§ **Description of the task**
Starting at the line that contains "Tag the black backpack" and ending at the last of the lines below, recast those lines as a JSON list of strings with one string per line, omitting blank lines.

§ **Records provided**
________________________________________

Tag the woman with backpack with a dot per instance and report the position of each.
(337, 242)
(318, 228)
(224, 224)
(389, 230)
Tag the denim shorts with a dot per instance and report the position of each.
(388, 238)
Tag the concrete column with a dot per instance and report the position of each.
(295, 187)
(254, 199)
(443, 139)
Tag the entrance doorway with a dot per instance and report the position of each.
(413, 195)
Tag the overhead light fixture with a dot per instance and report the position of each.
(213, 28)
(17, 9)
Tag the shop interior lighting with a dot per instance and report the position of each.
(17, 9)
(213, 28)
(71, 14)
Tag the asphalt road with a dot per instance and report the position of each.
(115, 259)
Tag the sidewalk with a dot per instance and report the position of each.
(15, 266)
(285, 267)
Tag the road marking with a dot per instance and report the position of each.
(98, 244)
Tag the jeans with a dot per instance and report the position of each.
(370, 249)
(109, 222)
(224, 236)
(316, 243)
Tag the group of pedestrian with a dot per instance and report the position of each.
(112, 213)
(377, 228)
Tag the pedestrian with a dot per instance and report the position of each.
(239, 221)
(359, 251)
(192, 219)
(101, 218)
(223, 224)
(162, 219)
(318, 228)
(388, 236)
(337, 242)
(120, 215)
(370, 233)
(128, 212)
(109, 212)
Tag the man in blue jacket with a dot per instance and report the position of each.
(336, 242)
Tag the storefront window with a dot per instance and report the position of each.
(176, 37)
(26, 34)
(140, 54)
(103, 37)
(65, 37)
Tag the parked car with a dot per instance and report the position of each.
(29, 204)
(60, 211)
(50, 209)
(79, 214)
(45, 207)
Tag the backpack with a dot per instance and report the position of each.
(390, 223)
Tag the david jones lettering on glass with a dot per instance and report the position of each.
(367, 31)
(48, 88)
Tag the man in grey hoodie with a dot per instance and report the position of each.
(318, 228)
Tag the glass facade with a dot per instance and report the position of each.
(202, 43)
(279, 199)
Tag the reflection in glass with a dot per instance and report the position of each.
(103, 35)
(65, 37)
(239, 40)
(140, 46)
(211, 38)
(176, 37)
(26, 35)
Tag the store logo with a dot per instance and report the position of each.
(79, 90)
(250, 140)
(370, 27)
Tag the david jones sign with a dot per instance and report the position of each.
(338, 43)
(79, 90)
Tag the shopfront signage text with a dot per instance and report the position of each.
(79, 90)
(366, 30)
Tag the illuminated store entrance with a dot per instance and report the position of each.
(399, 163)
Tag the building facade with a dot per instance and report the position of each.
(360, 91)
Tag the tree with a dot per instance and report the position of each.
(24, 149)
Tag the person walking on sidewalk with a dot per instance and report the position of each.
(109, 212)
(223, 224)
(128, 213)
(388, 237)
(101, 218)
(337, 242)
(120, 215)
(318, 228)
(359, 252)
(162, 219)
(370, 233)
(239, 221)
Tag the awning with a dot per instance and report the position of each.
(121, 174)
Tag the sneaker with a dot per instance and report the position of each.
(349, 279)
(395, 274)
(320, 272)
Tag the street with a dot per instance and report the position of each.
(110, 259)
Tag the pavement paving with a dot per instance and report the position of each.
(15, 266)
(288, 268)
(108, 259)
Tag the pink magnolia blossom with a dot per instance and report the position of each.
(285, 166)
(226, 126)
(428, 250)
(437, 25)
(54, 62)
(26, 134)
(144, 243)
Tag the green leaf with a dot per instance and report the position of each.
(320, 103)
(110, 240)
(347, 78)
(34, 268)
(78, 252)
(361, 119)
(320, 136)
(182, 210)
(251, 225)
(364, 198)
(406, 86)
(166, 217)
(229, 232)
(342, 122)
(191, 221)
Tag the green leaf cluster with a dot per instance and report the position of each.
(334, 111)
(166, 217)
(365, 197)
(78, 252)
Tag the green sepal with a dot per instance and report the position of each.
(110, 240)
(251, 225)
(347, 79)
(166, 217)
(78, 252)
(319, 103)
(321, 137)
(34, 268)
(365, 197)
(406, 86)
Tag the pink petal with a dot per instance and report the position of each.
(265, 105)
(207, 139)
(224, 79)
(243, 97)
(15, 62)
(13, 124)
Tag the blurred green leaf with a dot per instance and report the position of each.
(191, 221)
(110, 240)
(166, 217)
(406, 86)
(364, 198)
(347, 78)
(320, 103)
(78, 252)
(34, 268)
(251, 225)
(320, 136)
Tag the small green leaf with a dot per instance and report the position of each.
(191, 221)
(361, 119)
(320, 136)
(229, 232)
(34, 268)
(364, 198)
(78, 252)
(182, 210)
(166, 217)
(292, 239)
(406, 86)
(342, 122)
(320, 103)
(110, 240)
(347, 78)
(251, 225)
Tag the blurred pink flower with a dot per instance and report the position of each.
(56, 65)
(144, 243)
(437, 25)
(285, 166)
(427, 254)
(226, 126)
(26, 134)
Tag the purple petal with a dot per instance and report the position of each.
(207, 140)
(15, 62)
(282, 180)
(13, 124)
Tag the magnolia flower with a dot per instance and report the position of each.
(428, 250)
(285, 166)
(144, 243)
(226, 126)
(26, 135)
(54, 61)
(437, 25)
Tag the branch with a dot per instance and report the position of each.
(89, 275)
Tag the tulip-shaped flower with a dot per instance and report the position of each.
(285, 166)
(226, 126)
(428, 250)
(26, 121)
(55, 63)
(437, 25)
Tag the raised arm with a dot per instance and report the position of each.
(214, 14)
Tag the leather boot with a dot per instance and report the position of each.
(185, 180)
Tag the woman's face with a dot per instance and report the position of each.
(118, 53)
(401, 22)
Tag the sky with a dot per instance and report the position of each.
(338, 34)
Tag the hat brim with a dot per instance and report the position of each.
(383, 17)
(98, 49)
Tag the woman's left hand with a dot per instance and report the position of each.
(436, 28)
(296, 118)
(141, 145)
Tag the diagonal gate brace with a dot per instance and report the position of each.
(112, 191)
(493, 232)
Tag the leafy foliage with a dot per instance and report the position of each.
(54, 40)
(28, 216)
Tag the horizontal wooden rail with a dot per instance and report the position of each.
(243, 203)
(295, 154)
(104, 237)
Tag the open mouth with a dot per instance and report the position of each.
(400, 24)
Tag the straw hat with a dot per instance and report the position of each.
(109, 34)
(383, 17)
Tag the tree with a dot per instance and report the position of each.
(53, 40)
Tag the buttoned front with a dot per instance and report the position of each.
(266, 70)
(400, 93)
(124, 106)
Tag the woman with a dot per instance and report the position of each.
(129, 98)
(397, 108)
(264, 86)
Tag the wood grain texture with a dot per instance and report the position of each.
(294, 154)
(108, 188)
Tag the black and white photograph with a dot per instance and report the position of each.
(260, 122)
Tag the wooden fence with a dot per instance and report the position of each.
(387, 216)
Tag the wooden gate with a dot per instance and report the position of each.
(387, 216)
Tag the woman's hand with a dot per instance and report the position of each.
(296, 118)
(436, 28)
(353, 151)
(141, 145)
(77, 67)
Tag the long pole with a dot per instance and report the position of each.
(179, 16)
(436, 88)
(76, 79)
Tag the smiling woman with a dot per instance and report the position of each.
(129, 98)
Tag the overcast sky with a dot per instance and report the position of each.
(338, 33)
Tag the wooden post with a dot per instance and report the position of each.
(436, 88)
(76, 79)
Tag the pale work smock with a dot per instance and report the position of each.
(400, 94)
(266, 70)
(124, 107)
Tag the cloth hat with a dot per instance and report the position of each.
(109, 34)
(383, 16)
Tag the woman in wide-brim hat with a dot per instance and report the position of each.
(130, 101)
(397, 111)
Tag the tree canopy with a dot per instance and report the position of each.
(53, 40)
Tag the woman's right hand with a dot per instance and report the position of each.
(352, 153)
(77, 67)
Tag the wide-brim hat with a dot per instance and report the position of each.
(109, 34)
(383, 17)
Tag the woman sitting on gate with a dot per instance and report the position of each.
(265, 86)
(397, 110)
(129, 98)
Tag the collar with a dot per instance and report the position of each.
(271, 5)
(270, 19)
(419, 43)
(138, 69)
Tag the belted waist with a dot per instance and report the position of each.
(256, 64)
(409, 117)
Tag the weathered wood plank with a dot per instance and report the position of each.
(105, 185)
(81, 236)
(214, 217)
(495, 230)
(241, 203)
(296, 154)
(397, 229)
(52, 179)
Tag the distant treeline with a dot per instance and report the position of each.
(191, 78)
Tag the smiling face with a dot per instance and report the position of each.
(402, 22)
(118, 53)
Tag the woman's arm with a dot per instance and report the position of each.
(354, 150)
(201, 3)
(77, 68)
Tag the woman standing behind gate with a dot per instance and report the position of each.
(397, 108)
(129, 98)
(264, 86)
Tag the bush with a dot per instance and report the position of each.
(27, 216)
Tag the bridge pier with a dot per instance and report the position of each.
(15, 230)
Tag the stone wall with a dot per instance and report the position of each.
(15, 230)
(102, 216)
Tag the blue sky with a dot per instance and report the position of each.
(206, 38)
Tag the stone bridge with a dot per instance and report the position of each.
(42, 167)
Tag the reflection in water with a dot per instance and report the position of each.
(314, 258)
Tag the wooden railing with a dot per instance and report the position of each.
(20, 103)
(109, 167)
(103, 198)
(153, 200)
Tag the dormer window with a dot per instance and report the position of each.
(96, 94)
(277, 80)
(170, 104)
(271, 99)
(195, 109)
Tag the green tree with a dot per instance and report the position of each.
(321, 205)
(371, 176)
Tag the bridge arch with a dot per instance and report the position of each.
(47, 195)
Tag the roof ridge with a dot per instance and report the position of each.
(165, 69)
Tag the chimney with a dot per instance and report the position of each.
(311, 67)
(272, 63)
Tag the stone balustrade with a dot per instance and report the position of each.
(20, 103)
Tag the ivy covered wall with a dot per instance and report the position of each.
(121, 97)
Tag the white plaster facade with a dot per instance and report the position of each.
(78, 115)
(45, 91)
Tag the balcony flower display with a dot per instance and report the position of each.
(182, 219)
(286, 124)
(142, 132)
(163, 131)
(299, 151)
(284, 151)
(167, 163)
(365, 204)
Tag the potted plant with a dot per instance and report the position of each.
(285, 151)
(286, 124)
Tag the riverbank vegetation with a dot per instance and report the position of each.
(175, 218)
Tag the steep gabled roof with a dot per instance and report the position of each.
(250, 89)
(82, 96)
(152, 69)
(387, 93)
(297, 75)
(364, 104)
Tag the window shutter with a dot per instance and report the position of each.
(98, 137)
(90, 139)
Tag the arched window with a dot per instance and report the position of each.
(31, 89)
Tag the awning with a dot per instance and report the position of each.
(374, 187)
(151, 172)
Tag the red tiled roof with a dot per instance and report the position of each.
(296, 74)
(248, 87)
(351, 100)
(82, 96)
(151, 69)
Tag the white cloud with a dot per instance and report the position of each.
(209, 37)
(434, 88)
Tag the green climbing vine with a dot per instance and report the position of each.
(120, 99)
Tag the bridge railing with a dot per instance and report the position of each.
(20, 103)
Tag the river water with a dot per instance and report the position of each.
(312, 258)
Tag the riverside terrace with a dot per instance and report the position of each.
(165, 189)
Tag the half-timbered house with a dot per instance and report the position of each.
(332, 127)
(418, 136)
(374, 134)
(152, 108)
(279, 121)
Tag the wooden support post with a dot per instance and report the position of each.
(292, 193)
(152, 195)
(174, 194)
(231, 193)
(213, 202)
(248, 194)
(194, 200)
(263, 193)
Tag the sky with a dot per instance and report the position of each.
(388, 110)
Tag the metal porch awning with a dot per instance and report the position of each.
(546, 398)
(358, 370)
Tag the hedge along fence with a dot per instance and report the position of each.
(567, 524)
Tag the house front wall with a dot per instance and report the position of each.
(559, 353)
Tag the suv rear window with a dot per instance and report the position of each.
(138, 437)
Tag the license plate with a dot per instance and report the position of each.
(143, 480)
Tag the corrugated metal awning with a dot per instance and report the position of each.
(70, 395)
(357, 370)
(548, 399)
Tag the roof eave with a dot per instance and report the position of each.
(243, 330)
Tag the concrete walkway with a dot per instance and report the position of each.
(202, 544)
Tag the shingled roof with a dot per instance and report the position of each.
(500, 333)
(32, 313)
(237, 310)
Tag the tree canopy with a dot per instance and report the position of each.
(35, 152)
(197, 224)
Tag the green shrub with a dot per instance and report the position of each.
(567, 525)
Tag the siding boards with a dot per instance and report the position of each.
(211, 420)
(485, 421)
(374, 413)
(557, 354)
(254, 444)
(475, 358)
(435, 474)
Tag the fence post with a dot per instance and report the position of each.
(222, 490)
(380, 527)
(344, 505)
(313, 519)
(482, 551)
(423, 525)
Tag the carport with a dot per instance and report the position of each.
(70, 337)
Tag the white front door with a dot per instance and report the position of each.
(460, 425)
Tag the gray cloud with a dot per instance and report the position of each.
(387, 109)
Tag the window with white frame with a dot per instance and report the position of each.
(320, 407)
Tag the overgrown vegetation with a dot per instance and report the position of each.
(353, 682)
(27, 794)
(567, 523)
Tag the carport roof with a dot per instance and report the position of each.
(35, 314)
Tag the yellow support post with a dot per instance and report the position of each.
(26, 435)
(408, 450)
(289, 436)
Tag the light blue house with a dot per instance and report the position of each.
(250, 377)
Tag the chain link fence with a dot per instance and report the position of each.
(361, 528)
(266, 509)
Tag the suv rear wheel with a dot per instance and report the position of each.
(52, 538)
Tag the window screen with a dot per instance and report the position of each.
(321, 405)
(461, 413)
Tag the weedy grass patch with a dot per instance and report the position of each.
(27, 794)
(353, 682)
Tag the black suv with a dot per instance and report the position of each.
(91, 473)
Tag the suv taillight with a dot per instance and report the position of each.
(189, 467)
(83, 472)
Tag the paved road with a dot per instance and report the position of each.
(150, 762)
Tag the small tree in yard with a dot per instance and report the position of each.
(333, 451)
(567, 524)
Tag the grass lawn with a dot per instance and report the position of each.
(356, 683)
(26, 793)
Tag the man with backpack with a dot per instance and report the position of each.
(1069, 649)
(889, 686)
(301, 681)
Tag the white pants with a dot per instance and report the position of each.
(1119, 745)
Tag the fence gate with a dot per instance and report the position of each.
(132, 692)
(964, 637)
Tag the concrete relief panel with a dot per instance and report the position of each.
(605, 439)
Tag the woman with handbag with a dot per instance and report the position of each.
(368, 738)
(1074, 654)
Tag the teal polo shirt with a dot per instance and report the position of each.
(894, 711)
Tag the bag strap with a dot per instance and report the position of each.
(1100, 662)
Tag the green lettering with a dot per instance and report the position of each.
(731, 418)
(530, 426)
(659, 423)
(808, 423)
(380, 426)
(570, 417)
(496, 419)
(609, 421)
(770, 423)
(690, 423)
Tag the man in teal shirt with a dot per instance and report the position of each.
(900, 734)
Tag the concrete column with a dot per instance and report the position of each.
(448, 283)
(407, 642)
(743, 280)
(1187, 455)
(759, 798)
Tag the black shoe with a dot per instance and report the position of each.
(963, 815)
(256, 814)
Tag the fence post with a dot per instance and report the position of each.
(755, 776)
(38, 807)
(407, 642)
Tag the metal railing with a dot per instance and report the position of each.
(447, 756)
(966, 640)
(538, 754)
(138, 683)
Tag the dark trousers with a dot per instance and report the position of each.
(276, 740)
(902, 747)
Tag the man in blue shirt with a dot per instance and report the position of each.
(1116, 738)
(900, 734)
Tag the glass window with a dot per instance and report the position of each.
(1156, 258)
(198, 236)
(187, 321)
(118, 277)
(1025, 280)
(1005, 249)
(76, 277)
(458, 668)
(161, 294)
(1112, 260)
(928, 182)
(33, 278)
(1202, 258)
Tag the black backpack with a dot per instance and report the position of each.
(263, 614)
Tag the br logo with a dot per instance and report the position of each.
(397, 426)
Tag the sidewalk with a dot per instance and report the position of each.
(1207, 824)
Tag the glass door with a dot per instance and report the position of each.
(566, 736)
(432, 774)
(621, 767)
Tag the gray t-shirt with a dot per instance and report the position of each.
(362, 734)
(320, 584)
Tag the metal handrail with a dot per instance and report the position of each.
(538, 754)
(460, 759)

________________________________________

§ **Full response**
[
  "Tag the black backpack with a dot per instance and report the position of each.",
  "(263, 614)",
  "Tag the br logo with a dot per instance and report the position of each.",
  "(397, 426)",
  "Tag the sidewalk with a dot per instance and report the position of each.",
  "(1207, 824)",
  "Tag the glass door with a dot per instance and report the position of each.",
  "(566, 736)",
  "(432, 774)",
  "(621, 767)",
  "Tag the gray t-shirt with a dot per instance and report the position of each.",
  "(362, 734)",
  "(320, 584)",
  "Tag the metal handrail with a dot per instance and report the position of each.",
  "(538, 754)",
  "(460, 759)"
]